= Directions for this task =
Every line of the data needs to be returned exactly.

= Working data =
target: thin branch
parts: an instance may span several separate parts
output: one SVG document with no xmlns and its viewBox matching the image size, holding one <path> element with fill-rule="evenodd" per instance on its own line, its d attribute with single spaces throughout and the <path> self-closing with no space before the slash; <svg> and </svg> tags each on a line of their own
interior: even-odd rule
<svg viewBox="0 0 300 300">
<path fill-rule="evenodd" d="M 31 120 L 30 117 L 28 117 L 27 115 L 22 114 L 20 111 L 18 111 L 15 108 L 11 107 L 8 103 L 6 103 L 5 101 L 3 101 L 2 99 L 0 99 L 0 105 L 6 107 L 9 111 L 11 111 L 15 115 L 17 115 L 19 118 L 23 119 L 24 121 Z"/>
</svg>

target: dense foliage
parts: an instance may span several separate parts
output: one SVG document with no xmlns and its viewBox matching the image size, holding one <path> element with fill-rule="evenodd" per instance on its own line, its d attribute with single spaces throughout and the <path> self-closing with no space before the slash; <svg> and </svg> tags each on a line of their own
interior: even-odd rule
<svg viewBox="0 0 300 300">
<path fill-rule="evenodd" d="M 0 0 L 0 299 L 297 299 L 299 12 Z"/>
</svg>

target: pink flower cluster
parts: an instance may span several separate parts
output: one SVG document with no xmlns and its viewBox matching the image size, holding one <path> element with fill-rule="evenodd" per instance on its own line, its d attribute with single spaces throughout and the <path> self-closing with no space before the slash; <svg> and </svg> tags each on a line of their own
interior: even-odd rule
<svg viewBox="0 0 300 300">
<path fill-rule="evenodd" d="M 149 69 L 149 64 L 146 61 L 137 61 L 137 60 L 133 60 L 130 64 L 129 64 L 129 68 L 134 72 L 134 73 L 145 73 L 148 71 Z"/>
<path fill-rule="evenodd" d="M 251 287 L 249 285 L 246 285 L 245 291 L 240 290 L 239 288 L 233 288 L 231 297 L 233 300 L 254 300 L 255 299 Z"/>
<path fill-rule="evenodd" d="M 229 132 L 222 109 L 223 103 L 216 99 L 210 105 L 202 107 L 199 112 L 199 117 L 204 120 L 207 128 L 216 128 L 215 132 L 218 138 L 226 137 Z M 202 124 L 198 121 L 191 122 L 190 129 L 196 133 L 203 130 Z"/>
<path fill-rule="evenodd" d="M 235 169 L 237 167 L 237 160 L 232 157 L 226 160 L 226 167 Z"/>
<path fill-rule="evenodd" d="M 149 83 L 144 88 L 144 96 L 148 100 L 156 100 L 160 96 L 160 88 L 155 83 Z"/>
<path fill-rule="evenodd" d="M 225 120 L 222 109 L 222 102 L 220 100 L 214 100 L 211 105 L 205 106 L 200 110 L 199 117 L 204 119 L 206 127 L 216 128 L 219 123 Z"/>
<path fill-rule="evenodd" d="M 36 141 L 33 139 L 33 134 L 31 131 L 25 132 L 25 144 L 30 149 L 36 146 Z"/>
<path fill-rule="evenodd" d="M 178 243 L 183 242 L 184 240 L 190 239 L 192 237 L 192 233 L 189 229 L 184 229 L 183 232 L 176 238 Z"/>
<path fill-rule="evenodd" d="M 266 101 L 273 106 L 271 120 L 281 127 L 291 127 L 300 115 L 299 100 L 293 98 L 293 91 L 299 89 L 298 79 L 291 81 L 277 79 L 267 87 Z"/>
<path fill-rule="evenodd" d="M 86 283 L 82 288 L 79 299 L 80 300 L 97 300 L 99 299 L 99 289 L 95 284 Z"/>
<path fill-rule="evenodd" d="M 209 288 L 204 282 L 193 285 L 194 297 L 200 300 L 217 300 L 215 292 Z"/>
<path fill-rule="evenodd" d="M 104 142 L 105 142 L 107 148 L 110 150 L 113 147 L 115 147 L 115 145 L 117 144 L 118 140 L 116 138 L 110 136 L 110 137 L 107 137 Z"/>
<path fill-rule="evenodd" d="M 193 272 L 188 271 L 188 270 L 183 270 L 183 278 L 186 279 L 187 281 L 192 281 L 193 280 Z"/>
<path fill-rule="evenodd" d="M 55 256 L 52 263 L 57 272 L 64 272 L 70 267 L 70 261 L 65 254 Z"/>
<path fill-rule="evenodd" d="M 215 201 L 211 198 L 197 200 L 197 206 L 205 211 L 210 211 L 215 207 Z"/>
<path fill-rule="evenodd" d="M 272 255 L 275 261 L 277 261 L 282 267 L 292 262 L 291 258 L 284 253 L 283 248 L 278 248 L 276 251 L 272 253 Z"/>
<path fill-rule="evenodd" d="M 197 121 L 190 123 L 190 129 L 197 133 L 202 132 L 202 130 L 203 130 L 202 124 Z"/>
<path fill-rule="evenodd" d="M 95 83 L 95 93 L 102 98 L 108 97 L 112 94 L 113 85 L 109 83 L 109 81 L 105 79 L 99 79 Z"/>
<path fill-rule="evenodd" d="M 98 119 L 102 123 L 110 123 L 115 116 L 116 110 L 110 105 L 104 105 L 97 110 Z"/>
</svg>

= The answer =
target: thin branch
parts: an instance may span several separate parts
output: one SVG document with no xmlns and its viewBox matching the image size, holding one <path> element with fill-rule="evenodd" per instance on its own line, its d attribute with single spaces throughout and the <path> self-closing with no space before the slash; <svg> and </svg> tags each on a line of their own
interior: even-odd rule
<svg viewBox="0 0 300 300">
<path fill-rule="evenodd" d="M 31 120 L 30 117 L 28 117 L 27 115 L 22 114 L 20 111 L 18 111 L 15 108 L 11 107 L 8 103 L 6 103 L 5 101 L 3 101 L 2 99 L 0 99 L 0 105 L 6 107 L 9 111 L 11 111 L 15 115 L 17 115 L 19 118 L 23 119 L 24 121 Z"/>
</svg>

target: dense foliage
parts: an instance may span several separate parts
output: one SVG document with no xmlns and its viewBox matching the image size, holding one <path> element with fill-rule="evenodd" per instance on its own line, its d attribute with single spaces throughout and the <path> self-closing with no space before the slash; <svg> and </svg> tags each on a line of their own
interior: even-odd rule
<svg viewBox="0 0 300 300">
<path fill-rule="evenodd" d="M 0 0 L 0 299 L 297 299 L 299 12 Z"/>
</svg>

target: pink flower cluster
parts: an instance may span several separate parts
output: one SVG document with no xmlns and its viewBox matching the image size, holding one <path> element with fill-rule="evenodd" per instance on its own line, its d attribute with single spaces throughout and the <path> self-closing with no space before the slash; <svg> and </svg> tags each on a line of their own
interior: even-odd rule
<svg viewBox="0 0 300 300">
<path fill-rule="evenodd" d="M 149 69 L 149 64 L 146 61 L 137 61 L 137 60 L 133 60 L 130 64 L 129 64 L 129 68 L 134 72 L 134 73 L 145 73 L 148 71 Z"/>
<path fill-rule="evenodd" d="M 251 287 L 249 285 L 246 285 L 245 291 L 240 290 L 239 288 L 233 288 L 231 297 L 233 300 L 254 300 L 255 299 Z"/>
<path fill-rule="evenodd" d="M 229 132 L 222 109 L 223 103 L 216 99 L 210 105 L 202 107 L 199 112 L 199 117 L 204 120 L 207 128 L 216 128 L 215 132 L 218 138 L 226 137 Z M 202 124 L 198 121 L 191 122 L 190 129 L 196 133 L 203 130 Z"/>
<path fill-rule="evenodd" d="M 235 169 L 237 167 L 237 160 L 232 157 L 226 160 L 226 167 Z"/>
<path fill-rule="evenodd" d="M 149 83 L 144 88 L 144 96 L 148 100 L 156 100 L 160 96 L 160 88 L 155 83 Z"/>
<path fill-rule="evenodd" d="M 225 120 L 222 109 L 222 102 L 220 100 L 214 100 L 211 105 L 205 106 L 200 110 L 199 117 L 204 119 L 206 127 L 216 128 L 219 123 Z"/>
<path fill-rule="evenodd" d="M 36 141 L 33 139 L 33 134 L 31 131 L 25 132 L 25 144 L 30 149 L 36 146 Z"/>
<path fill-rule="evenodd" d="M 178 243 L 183 242 L 184 240 L 190 239 L 192 237 L 192 233 L 189 229 L 184 229 L 183 232 L 176 238 Z"/>
<path fill-rule="evenodd" d="M 266 101 L 273 106 L 271 120 L 281 127 L 291 127 L 300 115 L 299 100 L 293 98 L 293 91 L 299 89 L 298 79 L 291 81 L 277 79 L 267 87 Z"/>
<path fill-rule="evenodd" d="M 86 283 L 82 288 L 79 299 L 80 300 L 97 300 L 99 299 L 99 289 L 95 284 Z"/>
<path fill-rule="evenodd" d="M 209 288 L 204 282 L 193 285 L 194 297 L 200 300 L 217 300 L 215 292 Z"/>
<path fill-rule="evenodd" d="M 104 142 L 105 142 L 107 148 L 110 150 L 113 147 L 115 147 L 115 145 L 117 144 L 118 140 L 116 138 L 110 136 L 110 137 L 107 137 Z"/>
<path fill-rule="evenodd" d="M 193 272 L 188 271 L 188 270 L 183 270 L 183 278 L 186 279 L 187 281 L 192 281 L 193 280 Z"/>
<path fill-rule="evenodd" d="M 55 256 L 52 263 L 57 272 L 64 272 L 70 267 L 70 261 L 65 254 Z"/>
<path fill-rule="evenodd" d="M 215 201 L 211 198 L 197 200 L 197 206 L 205 211 L 210 211 L 215 207 Z"/>
<path fill-rule="evenodd" d="M 272 255 L 275 261 L 277 261 L 282 267 L 292 262 L 291 258 L 284 253 L 283 248 L 278 248 L 276 251 L 272 253 Z"/>
<path fill-rule="evenodd" d="M 197 121 L 190 123 L 190 129 L 197 133 L 202 132 L 202 130 L 203 130 L 202 124 Z"/>
<path fill-rule="evenodd" d="M 95 83 L 95 93 L 102 98 L 108 97 L 112 94 L 113 85 L 109 83 L 109 81 L 105 79 L 99 79 Z"/>
<path fill-rule="evenodd" d="M 98 119 L 102 123 L 110 123 L 115 116 L 116 110 L 110 105 L 104 105 L 97 110 Z"/>
</svg>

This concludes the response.